#### Haz esto
Traduce al inglés esta oración del fragmento sobre Mahmud Darwish: «Su muerte despertó un arrebato popular, lírico y político, como corresponde a un cantor que hasta los niños recitan y cantan, un héroe.»

#### Fragmento
----------

Usted está aquí: lunes 18 de agosto de 2008 Opinión Soy el viajero, y también el camino

Mahmud Darwish (1942-2008)

Hermann Bellinghausen

Soy el viajero, y también el camino

El duelo y el revuelo que despertó en el llamado “mundo árabe”, y también en el otro mundo, el no árabe, el fallecimiento de Mahmud Darwish, sólo confirman lo que ya era un hecho: él es, desde hace muchos años, el poeta nacional de Palestina, nación que no existe para nadie más que los propios palestinos, y sin embargo célebre en el boyante mercado de las malas noticias. Su muerte despertó un arrebato popular, lírico y político, como corresponde a un cantor que hasta los niños recitan y cantan, un héroe. Pocos casos hay de tal intensidad. Quizá sólo pueda compararse con lo que es José Martí para el pueblo cubano.

----------

#### Entradas de datos
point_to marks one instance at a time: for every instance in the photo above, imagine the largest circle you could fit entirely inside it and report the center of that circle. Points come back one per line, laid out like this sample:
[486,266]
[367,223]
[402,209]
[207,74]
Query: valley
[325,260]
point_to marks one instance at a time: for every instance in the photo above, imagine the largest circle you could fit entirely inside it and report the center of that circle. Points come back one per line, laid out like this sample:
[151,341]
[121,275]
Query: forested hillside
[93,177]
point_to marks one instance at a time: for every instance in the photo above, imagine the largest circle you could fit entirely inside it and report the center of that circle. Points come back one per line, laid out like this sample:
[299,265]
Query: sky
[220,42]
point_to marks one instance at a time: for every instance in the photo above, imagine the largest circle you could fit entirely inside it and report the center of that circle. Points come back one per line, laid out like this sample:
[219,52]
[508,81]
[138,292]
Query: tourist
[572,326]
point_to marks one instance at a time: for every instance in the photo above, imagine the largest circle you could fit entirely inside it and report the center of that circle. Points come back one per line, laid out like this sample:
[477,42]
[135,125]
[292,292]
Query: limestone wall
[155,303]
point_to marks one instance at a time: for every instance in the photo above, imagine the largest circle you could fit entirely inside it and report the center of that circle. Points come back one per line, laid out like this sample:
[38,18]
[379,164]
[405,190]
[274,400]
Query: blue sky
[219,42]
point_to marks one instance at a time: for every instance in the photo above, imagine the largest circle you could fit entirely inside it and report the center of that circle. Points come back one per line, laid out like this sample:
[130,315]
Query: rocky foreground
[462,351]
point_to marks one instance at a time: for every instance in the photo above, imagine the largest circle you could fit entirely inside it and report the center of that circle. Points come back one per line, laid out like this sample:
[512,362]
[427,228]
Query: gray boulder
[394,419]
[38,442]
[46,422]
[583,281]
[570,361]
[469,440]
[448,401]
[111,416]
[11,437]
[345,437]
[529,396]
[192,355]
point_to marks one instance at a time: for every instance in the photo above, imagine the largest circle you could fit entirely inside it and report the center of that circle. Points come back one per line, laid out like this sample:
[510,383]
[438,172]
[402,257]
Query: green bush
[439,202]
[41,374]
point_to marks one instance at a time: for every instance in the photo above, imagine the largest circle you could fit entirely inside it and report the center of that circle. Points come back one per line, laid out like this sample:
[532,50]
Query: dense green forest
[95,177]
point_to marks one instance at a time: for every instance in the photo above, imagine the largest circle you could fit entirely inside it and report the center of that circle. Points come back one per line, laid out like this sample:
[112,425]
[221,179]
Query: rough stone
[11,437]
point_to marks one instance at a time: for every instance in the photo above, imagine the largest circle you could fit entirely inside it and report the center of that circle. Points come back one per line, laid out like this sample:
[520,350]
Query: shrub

----------

#### Respuesta
His death stirred a popular outburst, lyrical and political, as befits a singer whom even children recite and sing, a hero.